» Text:
▽

Between the time the first and last row are read, the object might've moved a little bit. So if you take a picture with your phone from the side window of a moving car, the picture will appear stretched.
What's at play is the sampling theorem. Using instantaneous shutter, considering the speed of sound is very high*, every part of the image is resonating essentially the same sound; the sampling theorem says you can only perfectly reconstruct up to F/2 hertz if you sample at F frames per second. The rolling shutter introduces regular variations at at much higher frequency, allowing much better sampling.
- Actually, doing a quick calculation shows that at 1khz a 1/2 wavelength is just 17cm. I wonder how precise spatial scene/source information has to be to allow this diversity to contribute significantly to the sampling. If you had a planar source and precisely spaced two objects it shouldn't be too hard to increase spectral resolution. The complementary possibilities are also be interesting -- with precisely laid out N objects and a good spectral resolution for each afforded by the shutter you could perhaps resolve the sound into N distinct sources, allowing to determine the origin of the sound; with precisely known source locations you may be able to extract some object location information.
And now think of how much high definition video, CCTV, and other forms of recordings already exist.. and then think about running large collections of pre-existing video through such algorithms, along with the best speech-to-text in the business. You could have a whole new Wikileaks on your hands :-)

△

» Provided records:
▽

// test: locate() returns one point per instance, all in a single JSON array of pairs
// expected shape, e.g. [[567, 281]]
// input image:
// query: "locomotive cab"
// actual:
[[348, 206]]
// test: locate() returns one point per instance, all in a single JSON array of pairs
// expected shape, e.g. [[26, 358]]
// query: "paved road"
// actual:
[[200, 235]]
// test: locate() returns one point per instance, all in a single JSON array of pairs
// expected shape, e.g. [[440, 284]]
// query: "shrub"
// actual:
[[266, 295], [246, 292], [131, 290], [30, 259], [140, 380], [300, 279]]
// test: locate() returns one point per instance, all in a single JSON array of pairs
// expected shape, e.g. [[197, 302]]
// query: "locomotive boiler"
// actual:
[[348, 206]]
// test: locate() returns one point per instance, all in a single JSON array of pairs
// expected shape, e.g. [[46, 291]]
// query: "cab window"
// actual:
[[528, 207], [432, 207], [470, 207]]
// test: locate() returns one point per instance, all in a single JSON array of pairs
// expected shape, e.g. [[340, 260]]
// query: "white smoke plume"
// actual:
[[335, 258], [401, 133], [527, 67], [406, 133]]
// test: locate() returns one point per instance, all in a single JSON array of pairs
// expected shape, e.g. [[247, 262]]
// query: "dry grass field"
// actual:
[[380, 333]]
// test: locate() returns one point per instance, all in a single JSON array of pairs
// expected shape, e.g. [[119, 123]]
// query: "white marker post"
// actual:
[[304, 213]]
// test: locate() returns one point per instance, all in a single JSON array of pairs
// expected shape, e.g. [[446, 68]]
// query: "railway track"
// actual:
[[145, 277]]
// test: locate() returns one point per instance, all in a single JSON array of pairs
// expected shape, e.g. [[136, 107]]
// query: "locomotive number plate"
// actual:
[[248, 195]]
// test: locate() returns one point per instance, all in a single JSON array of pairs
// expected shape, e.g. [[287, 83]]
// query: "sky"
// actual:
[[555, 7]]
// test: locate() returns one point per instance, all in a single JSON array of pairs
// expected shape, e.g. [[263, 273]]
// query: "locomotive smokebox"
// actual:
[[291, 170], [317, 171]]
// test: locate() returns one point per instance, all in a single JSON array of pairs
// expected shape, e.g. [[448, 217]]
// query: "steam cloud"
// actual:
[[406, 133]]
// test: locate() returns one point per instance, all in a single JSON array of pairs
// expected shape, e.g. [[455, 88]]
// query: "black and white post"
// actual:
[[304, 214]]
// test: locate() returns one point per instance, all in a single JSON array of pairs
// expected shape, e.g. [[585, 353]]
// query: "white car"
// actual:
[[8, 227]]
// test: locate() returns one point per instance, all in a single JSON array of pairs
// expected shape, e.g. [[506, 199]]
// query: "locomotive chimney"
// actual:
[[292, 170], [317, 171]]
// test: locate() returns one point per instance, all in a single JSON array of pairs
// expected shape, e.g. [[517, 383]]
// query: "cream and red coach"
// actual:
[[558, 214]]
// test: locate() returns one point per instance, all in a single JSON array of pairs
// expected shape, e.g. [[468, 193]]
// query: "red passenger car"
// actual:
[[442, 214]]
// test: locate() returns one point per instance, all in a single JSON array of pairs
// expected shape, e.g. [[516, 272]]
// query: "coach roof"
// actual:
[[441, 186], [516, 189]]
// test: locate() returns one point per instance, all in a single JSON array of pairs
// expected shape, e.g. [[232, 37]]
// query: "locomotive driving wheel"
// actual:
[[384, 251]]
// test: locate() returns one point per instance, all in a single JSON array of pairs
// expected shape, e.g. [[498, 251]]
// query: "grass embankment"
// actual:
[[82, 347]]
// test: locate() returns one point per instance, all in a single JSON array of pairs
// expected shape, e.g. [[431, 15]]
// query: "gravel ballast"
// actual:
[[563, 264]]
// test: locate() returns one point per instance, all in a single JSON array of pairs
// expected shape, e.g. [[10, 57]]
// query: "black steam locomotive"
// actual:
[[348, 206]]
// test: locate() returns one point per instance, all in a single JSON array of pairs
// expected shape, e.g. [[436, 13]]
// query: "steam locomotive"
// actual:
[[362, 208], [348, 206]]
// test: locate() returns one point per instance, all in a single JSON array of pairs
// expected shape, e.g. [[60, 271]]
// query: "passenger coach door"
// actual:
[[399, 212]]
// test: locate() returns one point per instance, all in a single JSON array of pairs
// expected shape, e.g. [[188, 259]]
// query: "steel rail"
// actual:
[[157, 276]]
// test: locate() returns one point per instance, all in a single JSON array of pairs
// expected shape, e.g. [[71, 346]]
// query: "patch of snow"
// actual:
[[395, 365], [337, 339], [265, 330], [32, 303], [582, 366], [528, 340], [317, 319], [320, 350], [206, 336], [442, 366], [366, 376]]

△

» Tasks and exercises:
1. Answer from the rolling-shutter text:
(a) How will a picture taken with a phone from the side window of a moving car appear?
(b) According to the sampling theorem as stated, up to what frequency can you perfectly reconstruct sound when sampling at F frames per second?
(c) At 1 kHz, how long is a half wavelength?
2. Reproduce the portion of the rolling-shutter text between "Between the time" and "much better sampling.", inclusive.
The records play no part in what follows and can be left aside.

» List of solutions:
1.
(a) Stretched.
(b) Up to F/2 hertz.
(c) 17 cm.

2.
Between the time the first and last row are read, the object might've moved a little bit. So if you take a picture with your phone from the side window of a moving car, the picture will appear stretched.
What's at play is the sampling theorem. Using instantaneous shutter, considering the speed of sound is very high*, every part of the image is resonating essentially the same sound; the sampling theorem says you can only perfectly reconstruct up to F/2 hertz if you sample at F frames per second. The rolling shutter introduces regular variations at at much higher frequency, allowing much better sampling.